TRY IT
According to the case summary, what did the investigation reveal about the worker before the insurer refused to pay for surgery?

SOURCE TEXT
BEGIN
Insurer escapes liability for delay in paying worker's benefits
Case name: Texas Mutual Insurance Co. v. Ruttiger, No. 08-0751 (Tex. 06/22/12).
Ruling: The Texas Supreme Court held that a worker's breach of good faith and fair dealing claims against his employer's insurer were not viable.
What it means: In Texas, an injured worker cannot sue his employer's workers' compensation insurer for a breach of duty of good faith and fair dealing.
Summary: A worker for an electric company reported to his supervisor that he was injured while carrying pipe. He was diagnosed with two hernias. After an investigation revealed that the worker attended a softball tournament the weekend before the accident and came to work with a limp, the insurer refused to pay for surgery. Three months later, the worker and his attorney requested a benefit review conference. As a result of the conference, the worker and insurer agreed that he suffered a compensable injury and was entitled to temporary income benefits. Later, the worker sued the insurer for violations of the insurance law, including a breach of good faith and fair dealing. He claimed that the insurer's delay in paying benefits damaged his credit, worsened his hernias, and caused pain and suffering. The Texas Supreme Court held that the breach of duty of good faith and fair dealing claims were not viable.
END
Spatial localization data
BEGIN
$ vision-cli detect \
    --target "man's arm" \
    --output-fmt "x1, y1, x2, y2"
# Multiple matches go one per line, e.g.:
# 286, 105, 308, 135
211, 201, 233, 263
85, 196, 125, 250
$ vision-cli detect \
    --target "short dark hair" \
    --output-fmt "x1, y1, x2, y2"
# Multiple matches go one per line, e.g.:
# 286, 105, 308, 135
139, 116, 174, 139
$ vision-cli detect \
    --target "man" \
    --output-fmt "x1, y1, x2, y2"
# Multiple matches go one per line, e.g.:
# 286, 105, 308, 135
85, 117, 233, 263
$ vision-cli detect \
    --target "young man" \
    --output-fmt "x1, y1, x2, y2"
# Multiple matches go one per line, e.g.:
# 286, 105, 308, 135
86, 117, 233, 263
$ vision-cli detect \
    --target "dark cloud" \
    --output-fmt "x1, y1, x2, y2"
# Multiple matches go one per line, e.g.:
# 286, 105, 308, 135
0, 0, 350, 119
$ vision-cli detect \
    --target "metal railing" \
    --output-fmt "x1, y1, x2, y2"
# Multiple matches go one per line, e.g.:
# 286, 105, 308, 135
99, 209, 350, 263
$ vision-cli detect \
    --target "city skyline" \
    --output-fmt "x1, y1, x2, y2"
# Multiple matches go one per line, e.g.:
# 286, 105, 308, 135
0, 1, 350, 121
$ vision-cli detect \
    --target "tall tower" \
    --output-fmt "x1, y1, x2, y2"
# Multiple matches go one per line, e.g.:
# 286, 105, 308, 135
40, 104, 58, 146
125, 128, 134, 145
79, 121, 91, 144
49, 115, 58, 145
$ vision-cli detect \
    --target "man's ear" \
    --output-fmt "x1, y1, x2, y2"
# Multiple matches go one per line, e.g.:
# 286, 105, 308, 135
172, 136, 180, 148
END
WRITTEN SOLUTION
It revealed that he attended a softball tournament the weekend before the accident and came to work with a limp.